Exercise requirements:
A - From the post about opera movies, copy word for word the passage starting with "## carrTL1274 (Dec" and going on through "Bayreuth (ha ha).".
B - According to the post about opera movies, which opera company has been broadcasting its performances into movie theaters?

Text shown:

# The Opera Movie kick



## carrTL1274 (Dec 29, 2008)

I'm sure many of you have seen or heard of the Met operas recent dive into the popular media world with it's broadcasts into movie theaters across the country. Being an avid opera fan and performer I am 100% in support of this idea and think it's the best thing to happen to opera since Bayreuth (ha ha).

I would like to propose the Opera world go a step farther. Why not jump into the recent bandwagon of musicals hitting the silver screen and make some opera/movie hybrids. I know to many people that love opera this idea sounds awful and I agree in for many reasons, hollywood is very capable of totally ruining great operas in the attempt at turning them into a popular media, but what if they were done well? Sung by good singers, with good orchestras and directors and on top of that the movie itself could be done by a brilliant film director.

Data extract:

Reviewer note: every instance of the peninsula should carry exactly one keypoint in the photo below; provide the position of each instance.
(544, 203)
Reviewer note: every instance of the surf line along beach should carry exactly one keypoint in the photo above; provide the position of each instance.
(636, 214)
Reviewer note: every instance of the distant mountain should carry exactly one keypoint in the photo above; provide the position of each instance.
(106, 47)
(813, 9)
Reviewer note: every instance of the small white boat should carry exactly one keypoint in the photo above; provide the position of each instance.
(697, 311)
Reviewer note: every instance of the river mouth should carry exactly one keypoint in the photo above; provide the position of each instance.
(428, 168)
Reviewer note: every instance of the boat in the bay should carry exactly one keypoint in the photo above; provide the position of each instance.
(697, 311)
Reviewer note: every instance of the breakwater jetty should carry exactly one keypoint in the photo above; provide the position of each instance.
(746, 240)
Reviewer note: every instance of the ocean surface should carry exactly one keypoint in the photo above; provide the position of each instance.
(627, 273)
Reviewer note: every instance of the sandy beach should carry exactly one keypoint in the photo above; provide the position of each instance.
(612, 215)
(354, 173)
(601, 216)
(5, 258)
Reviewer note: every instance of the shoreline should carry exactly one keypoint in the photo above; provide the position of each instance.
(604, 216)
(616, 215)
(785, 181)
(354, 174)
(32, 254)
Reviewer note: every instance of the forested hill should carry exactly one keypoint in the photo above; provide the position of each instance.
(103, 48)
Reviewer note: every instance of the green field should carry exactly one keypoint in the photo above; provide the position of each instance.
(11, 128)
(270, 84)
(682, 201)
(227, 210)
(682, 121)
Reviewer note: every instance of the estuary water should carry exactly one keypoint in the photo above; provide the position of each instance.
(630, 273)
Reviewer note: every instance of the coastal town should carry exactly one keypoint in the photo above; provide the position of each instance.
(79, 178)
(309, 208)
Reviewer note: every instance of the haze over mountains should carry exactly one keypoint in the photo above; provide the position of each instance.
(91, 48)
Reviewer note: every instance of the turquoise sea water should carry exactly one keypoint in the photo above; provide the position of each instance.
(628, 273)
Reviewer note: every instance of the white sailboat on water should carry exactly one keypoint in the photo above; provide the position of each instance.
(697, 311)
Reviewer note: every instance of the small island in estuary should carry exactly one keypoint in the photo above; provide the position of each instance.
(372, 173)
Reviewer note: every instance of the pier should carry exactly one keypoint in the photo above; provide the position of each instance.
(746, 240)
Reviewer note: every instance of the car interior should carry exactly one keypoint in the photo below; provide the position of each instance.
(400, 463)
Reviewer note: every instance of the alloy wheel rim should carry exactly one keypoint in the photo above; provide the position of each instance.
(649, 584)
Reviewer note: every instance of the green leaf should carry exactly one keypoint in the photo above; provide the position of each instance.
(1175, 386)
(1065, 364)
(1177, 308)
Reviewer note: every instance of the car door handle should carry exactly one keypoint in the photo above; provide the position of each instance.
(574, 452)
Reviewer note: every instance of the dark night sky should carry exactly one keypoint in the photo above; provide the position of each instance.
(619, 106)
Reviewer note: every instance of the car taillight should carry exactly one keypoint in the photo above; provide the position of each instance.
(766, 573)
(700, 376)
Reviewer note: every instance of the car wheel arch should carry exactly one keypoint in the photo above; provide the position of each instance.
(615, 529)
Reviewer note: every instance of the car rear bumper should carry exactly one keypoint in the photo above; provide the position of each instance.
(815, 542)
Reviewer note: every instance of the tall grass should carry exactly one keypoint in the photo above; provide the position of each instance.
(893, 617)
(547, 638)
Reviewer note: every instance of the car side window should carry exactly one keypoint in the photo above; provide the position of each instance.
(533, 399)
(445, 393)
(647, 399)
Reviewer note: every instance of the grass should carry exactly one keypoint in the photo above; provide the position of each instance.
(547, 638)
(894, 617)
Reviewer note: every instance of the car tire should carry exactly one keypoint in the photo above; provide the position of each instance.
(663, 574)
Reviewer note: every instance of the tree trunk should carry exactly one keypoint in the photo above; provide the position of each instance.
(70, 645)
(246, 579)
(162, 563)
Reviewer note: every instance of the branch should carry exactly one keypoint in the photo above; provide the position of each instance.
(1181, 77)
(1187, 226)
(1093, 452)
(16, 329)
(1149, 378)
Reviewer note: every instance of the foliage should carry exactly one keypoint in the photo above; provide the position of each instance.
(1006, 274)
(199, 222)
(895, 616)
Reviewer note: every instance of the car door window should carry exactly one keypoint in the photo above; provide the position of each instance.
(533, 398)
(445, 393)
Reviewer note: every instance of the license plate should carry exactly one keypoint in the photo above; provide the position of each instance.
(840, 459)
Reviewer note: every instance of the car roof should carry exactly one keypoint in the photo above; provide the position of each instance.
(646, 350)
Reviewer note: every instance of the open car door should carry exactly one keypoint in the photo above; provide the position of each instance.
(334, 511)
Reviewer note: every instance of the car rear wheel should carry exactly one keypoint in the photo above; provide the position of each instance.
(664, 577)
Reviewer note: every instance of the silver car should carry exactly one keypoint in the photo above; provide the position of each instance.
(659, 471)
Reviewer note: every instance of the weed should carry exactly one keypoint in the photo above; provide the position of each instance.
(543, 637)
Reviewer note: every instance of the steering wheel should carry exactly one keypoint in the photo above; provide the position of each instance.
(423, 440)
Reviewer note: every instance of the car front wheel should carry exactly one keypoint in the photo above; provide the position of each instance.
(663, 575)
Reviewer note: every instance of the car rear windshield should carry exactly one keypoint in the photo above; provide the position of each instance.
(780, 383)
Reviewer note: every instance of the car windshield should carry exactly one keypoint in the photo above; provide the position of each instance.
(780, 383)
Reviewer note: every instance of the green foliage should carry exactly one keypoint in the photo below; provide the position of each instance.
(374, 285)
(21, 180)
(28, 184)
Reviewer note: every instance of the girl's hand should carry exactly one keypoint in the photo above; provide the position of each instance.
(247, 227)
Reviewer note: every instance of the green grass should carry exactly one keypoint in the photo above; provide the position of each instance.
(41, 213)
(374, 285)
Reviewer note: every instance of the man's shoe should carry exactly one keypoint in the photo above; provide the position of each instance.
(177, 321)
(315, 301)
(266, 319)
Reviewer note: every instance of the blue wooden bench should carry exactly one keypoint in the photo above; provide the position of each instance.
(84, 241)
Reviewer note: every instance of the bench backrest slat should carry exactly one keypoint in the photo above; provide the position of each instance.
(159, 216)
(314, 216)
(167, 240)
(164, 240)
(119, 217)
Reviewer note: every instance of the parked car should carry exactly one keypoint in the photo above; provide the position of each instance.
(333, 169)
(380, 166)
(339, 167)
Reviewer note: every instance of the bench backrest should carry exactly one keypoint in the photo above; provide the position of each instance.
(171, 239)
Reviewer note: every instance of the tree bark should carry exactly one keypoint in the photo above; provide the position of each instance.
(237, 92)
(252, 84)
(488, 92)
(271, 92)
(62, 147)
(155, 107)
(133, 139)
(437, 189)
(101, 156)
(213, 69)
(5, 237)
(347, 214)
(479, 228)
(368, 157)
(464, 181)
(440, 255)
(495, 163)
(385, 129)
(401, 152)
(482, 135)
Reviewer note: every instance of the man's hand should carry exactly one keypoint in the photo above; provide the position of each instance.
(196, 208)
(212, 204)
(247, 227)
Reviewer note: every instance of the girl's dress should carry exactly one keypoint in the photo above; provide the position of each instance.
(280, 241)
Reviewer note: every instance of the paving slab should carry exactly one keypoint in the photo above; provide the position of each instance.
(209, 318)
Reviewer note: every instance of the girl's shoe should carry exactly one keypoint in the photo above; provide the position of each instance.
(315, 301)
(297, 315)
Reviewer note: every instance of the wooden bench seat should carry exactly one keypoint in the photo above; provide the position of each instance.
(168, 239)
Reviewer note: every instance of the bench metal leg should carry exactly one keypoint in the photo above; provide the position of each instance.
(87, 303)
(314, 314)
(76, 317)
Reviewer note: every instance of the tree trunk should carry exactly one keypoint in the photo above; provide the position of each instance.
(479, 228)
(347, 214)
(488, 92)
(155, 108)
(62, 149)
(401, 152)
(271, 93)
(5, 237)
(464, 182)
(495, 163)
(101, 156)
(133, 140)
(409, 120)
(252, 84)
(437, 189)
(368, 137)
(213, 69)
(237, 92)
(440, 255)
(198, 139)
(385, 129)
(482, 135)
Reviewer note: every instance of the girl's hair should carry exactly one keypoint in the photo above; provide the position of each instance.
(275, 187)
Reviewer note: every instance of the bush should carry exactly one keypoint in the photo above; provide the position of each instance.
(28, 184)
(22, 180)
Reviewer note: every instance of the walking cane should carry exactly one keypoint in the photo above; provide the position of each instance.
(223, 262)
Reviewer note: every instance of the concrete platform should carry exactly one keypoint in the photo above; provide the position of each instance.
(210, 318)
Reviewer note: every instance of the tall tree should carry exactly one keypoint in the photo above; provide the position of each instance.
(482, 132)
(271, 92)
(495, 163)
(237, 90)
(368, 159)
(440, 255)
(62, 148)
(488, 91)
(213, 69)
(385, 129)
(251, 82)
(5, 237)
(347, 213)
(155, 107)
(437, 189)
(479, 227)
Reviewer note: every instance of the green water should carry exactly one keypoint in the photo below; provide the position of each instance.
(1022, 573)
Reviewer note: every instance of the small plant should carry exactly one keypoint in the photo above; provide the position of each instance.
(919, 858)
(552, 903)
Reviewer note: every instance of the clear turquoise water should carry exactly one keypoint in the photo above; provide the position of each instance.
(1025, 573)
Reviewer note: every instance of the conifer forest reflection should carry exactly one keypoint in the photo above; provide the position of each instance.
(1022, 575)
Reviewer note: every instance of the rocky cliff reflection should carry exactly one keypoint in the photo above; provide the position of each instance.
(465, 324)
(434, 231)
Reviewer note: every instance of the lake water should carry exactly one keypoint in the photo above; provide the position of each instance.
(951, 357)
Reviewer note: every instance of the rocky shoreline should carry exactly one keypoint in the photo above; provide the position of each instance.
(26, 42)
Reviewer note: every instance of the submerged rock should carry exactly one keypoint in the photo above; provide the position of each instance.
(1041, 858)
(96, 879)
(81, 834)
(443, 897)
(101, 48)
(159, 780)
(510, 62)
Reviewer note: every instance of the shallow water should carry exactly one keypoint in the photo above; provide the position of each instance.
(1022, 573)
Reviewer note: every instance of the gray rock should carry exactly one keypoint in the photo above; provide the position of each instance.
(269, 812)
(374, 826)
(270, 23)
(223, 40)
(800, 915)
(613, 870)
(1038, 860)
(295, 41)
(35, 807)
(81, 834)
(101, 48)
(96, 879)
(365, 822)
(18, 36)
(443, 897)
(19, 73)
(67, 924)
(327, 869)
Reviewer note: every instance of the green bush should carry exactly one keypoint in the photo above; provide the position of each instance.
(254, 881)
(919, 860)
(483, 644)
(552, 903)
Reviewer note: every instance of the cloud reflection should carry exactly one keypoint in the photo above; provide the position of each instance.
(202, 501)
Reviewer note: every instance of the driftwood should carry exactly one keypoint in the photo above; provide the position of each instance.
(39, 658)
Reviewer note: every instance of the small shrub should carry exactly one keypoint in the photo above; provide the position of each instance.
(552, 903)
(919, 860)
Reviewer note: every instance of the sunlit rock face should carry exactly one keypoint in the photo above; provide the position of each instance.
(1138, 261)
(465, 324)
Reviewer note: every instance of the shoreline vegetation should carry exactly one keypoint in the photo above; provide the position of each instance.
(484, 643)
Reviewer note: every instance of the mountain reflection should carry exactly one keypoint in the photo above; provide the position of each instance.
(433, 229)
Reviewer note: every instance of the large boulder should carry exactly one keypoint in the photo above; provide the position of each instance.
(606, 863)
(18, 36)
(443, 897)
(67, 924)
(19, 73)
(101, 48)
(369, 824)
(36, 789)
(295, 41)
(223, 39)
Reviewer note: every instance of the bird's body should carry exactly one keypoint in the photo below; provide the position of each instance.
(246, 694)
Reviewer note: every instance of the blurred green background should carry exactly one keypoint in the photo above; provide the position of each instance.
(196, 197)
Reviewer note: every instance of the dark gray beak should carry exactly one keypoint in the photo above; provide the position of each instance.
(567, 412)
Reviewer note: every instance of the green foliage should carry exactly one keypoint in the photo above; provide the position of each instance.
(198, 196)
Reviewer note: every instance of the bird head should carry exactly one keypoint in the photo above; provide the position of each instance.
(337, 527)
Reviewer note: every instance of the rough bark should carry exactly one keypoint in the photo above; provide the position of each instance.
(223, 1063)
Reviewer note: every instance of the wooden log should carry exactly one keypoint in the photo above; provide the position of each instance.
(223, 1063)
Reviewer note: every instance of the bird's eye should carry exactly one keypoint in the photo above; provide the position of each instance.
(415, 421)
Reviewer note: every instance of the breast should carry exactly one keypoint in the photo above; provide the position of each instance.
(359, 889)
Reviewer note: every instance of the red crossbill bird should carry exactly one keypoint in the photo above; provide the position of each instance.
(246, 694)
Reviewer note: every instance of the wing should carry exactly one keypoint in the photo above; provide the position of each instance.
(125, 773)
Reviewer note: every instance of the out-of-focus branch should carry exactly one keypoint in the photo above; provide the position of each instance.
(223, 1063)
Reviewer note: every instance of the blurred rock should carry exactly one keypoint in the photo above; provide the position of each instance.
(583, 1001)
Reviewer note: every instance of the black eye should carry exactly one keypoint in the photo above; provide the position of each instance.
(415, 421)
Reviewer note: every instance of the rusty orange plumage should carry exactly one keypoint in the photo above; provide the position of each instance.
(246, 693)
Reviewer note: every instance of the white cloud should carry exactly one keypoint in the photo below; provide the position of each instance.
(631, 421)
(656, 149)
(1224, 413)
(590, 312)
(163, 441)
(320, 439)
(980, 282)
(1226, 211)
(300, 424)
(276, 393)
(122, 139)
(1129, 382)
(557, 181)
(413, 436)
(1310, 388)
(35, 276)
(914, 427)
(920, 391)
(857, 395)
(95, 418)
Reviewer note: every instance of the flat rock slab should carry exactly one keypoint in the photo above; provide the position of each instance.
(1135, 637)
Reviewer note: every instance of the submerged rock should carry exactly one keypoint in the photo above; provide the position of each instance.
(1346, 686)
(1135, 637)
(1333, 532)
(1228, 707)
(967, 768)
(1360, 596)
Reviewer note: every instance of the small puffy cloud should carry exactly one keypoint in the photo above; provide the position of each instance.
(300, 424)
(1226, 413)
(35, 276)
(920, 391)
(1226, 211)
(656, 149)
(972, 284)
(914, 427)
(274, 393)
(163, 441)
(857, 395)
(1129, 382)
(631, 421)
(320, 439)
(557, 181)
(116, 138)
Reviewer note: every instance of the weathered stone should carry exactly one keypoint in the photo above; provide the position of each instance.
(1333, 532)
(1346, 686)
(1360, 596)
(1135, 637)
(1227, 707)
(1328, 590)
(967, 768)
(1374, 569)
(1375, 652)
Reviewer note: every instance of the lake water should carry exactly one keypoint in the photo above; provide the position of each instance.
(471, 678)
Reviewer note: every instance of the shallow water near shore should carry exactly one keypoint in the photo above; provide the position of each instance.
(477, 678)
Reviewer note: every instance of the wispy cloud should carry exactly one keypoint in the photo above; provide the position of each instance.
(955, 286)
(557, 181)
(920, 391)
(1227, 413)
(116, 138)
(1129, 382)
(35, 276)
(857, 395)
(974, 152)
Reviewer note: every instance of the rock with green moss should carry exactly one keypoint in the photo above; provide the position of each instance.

Written answers:
A -
## carrTL1274 (Dec 29, 2008)

I'm sure many of you have seen or heard of the Met operas recent dive into the popular media world with it's broadcasts into movie theaters across the country. Being an avid opera fan and performer I am 100% in support of this idea and think it's the best thing to happen to opera since Bayreuth (ha ha).

B - The Met.